## RECORDS FOR PROCESSING
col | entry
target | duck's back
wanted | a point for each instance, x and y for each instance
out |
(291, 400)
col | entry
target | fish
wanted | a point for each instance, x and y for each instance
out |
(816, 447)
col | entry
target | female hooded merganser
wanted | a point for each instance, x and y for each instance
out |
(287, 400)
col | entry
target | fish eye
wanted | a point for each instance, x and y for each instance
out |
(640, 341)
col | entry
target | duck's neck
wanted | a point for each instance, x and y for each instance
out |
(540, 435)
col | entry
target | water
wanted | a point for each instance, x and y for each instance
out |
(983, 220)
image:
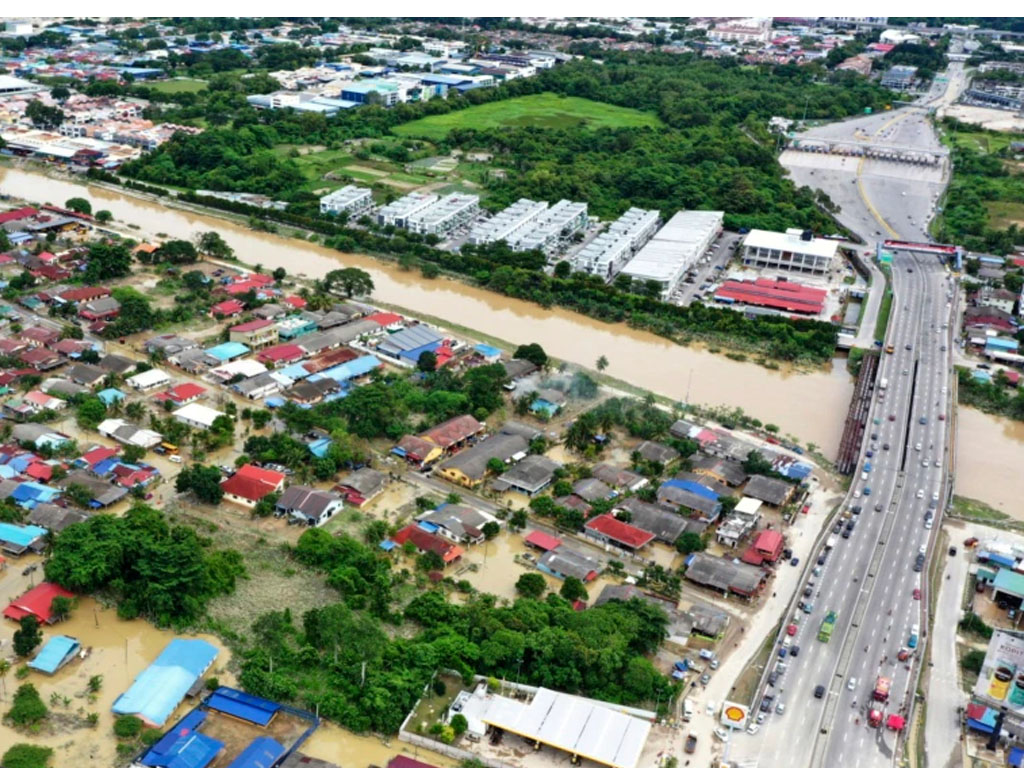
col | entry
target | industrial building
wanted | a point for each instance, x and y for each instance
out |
(607, 254)
(551, 227)
(794, 250)
(677, 247)
(398, 212)
(349, 199)
(507, 224)
(444, 215)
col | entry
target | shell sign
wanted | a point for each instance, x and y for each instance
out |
(734, 715)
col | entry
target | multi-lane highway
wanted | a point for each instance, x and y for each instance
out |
(869, 579)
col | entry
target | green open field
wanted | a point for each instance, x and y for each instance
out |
(1001, 213)
(538, 111)
(183, 85)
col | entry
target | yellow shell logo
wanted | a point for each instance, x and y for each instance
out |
(734, 714)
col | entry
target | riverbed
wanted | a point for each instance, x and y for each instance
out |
(810, 406)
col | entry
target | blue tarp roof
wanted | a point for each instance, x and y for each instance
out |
(23, 536)
(243, 706)
(262, 753)
(693, 487)
(487, 351)
(53, 653)
(228, 350)
(162, 685)
(350, 370)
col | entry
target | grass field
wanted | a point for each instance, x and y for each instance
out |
(183, 85)
(1001, 213)
(538, 111)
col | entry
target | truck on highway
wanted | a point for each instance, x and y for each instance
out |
(882, 686)
(827, 625)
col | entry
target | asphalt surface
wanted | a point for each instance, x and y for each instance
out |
(868, 580)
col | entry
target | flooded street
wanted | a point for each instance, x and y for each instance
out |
(810, 406)
(119, 651)
(989, 452)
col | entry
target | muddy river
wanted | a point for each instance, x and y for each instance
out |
(989, 453)
(810, 406)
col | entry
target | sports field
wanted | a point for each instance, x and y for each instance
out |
(539, 111)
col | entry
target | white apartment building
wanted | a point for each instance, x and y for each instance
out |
(675, 249)
(446, 214)
(609, 252)
(793, 250)
(508, 223)
(350, 199)
(399, 211)
(551, 227)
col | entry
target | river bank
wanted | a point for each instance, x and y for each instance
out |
(808, 404)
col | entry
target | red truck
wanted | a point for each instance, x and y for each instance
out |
(882, 686)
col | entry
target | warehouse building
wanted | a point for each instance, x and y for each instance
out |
(607, 253)
(550, 228)
(794, 250)
(398, 212)
(349, 199)
(446, 214)
(677, 247)
(507, 224)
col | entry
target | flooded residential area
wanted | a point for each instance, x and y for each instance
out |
(370, 397)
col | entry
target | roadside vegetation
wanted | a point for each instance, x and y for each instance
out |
(984, 205)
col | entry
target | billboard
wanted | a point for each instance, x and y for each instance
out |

## TASK TO CARRY OUT
In the material above, each line with the word "highway" should be copied.

## COMPLETED EXERCISE
target | multi-lane highway
target | truck on highway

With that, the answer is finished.